Text segment:
Problems With Fortran Bindings for MPI | PARALLEL.RU - Информационно-аналитический центр по параллельным вычислениям

10.2.2. Problems With Fortran Bindings for MPI

Up: Fortran Support Next: Problems Due to Strong Typing Previous: Overview

This section discusses a number of problems that may arise when using MPI in a Fortran program. It is intended as advice to users, and clarifies how MPI interacts with Fortran. It does not add to the standard, but is intended to clarify the standard.

As noted in the original MPI specification, the interface violates the Fortran standard in several ways. While these cause few problems for Fortran 77 programs, they become more significant for Fortran 90 programs, so that users must exercise care when using new Fortran 90 features. The violations were originally adopted and have been retained because they are important for the usability of MPI. The rest of this section describes the potential problems in detail. It supersedes and replaces the discussion of Fortran bindings in the original MPI specification (for Fortran 90, not Fortran 77).

The following MPI features are inconsistent with Fortran 90.

Records supplied:
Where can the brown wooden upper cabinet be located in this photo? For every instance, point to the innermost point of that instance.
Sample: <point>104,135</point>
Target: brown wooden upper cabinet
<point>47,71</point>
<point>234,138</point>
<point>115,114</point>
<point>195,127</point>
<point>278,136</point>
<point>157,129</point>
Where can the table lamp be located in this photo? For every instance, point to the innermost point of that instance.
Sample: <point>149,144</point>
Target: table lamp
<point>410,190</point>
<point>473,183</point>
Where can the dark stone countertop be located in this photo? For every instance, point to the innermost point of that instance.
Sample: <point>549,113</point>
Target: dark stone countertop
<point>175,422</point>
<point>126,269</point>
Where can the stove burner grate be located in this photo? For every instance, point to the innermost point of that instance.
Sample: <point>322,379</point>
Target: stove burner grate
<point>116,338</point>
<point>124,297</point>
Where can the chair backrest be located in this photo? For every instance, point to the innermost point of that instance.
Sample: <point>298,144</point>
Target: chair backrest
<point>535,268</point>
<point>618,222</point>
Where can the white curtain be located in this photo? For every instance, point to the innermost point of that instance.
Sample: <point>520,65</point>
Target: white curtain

What you need to do:
[A] List the section titles named in the navigation line of the MPI Fortran bindings page.
[B] Reproduce the part of the records that opens with the line containing "Where can the dark" and runs through the end of the records. Include every line, the requests as well. Multiply each point coordinate in the answers by 1.5 and round to whole numbers, with halves rounded up.

Exercise results:
[A]
Fortran Support
Problems Due to Strong Typing
Overview

[B]
Where can the dark stone countertop be located in this photo? For every instance, point to the innermost point of that instance.
Sample: <point>549,113</point>
Target: dark stone countertop
<point>263,633</point>
<point>189,404</point>
Where can the stove burner grate be located in this photo? For every instance, point to the innermost point of that instance.
Sample: <point>322,379</point>
Target: stove burner grate
<point>174,507</point>
<point>186,446</point>
Where can the chair backrest be located in this photo? For every instance, point to the innermost point of that instance.
Sample: <point>298,144</point>
Target: chair backrest
<point>803,402</point>
<point>927,333</point>
Where can the white curtain be located in this photo? For every instance, point to the innermost point of that instance.
Sample: <point>520,65</point>
Target: white curtain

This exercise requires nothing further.